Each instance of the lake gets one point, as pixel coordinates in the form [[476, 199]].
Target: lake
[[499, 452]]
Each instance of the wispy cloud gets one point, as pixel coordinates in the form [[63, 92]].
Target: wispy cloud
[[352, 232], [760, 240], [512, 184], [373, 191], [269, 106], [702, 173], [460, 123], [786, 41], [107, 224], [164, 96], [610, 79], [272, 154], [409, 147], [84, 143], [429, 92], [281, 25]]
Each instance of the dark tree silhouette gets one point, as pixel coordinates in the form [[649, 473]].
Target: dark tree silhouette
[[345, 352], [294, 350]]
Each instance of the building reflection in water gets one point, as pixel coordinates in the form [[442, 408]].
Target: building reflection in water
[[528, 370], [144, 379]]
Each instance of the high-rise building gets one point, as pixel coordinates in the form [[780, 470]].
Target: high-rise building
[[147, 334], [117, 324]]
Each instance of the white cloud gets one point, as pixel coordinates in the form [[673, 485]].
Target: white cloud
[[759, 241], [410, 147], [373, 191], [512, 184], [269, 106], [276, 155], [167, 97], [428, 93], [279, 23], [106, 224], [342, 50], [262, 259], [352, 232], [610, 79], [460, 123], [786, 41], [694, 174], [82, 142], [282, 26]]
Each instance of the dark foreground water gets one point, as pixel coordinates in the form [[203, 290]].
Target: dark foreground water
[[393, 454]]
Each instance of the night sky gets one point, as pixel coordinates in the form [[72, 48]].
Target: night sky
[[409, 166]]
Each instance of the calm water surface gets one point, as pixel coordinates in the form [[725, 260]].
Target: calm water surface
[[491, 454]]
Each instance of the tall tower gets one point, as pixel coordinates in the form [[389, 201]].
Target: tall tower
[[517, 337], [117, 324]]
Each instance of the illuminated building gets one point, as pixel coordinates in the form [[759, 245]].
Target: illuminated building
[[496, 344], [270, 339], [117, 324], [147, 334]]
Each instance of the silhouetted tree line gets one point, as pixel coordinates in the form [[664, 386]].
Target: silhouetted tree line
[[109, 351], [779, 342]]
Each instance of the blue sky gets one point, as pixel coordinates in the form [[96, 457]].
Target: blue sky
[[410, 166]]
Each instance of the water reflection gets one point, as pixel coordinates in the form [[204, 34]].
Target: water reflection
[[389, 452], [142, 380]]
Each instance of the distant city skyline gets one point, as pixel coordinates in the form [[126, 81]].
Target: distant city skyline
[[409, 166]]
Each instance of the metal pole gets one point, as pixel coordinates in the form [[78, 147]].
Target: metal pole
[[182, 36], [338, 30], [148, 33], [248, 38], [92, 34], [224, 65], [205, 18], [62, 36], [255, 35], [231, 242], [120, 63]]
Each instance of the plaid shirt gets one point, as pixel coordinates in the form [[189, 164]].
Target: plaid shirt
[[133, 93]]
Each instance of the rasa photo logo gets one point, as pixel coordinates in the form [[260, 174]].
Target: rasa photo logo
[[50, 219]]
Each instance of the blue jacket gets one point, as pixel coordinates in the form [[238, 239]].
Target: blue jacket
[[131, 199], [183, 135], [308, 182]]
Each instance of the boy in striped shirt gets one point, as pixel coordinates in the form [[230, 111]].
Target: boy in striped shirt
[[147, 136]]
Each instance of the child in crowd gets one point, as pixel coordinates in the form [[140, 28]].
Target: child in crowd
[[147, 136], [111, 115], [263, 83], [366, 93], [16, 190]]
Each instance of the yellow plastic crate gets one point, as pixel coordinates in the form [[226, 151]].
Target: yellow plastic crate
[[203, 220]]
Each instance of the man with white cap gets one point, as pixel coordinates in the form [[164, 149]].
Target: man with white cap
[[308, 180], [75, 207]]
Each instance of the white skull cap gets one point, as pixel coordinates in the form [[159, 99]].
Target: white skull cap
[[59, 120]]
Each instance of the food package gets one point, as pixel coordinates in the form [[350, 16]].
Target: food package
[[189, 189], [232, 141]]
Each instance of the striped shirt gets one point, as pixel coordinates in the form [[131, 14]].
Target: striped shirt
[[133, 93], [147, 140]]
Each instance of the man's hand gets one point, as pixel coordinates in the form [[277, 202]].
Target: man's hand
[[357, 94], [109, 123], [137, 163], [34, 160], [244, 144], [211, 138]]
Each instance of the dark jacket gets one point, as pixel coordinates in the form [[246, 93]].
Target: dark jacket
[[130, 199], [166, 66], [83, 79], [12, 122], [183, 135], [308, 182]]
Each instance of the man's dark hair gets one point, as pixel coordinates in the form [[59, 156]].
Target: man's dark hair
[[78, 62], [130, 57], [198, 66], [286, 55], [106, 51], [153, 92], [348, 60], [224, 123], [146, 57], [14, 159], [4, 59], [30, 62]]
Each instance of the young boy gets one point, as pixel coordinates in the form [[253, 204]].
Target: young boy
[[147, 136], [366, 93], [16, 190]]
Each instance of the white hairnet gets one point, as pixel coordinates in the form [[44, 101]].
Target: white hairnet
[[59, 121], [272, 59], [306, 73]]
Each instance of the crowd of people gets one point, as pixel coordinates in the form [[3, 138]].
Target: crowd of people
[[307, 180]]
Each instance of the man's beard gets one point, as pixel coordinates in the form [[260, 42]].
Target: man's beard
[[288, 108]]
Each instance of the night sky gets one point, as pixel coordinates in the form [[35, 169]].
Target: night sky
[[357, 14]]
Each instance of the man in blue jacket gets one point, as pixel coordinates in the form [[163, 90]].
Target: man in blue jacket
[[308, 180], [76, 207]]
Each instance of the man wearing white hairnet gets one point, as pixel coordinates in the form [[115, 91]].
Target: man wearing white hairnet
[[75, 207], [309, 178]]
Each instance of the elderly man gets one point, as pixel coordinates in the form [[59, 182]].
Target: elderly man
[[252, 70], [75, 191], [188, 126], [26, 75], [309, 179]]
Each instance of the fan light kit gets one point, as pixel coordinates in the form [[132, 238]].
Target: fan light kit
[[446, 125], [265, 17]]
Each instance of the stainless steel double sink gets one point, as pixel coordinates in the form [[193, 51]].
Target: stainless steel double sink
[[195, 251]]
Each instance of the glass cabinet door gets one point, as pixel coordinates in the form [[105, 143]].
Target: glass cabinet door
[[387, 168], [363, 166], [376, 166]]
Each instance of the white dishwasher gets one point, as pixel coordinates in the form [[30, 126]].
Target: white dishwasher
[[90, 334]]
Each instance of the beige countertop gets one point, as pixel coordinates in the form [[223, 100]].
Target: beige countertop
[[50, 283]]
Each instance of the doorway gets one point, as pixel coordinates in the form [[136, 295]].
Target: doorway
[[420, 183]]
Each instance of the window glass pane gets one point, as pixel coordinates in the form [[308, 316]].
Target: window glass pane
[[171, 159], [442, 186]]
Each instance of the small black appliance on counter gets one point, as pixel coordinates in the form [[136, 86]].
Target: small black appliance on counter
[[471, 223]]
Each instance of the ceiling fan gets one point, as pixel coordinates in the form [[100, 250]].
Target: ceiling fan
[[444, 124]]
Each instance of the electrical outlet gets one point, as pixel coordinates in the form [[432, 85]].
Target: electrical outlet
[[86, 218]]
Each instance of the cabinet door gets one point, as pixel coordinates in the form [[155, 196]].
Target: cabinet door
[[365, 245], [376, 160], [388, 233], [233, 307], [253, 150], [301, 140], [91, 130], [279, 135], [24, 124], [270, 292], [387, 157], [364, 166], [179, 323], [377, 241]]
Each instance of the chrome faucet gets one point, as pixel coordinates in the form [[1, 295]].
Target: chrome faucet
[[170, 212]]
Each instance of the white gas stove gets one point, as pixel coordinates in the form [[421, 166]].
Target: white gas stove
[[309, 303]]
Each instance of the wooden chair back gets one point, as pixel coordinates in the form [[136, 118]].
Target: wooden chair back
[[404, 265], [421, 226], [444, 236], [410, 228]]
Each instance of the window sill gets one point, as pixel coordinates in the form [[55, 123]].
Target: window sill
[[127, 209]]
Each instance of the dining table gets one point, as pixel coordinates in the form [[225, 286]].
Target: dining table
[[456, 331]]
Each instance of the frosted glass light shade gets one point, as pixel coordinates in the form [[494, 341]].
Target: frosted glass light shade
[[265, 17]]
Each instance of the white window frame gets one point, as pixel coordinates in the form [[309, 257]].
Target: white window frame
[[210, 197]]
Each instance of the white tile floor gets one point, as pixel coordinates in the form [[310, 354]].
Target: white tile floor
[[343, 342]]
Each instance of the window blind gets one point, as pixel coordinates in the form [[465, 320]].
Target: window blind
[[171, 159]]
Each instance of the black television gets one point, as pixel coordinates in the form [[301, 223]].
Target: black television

#####

WHAT TO DO = Every line from the line containing "Each instance of the wooden" to the last line of the material above must be repeated exactly, and no other line.

FINAL RESULT =
Each instance of the wooden chair back gets one point, as pixel coordinates in the form [[136, 118]].
Target: wooden chair back
[[404, 265], [421, 226], [444, 236], [410, 228]]
Each instance of the window sill gets one point, as pixel coordinates in the form [[55, 123]].
Target: window sill
[[127, 209]]
Each instance of the dining table gets one point, as pixel coordinates in the form [[225, 286]].
Target: dining table
[[456, 331]]
Each instance of the frosted glass light shade gets one point, as pixel coordinates in the form [[494, 341]].
Target: frosted glass light shade
[[265, 17]]
Each instance of the white window frame gets one point, as pixel coordinates in the form [[309, 257]].
Target: white window frame
[[210, 197]]
Each instance of the white tile floor gets one point, as pixel coordinates in the form [[310, 354]].
Target: white tile floor
[[343, 342]]
Each instance of the window blind gets one point, as pixel coordinates in the form [[465, 320]].
Target: window blind
[[171, 159]]
Each instance of the black television gets one point, as pixel coordinates in the form [[301, 223]].
Target: black television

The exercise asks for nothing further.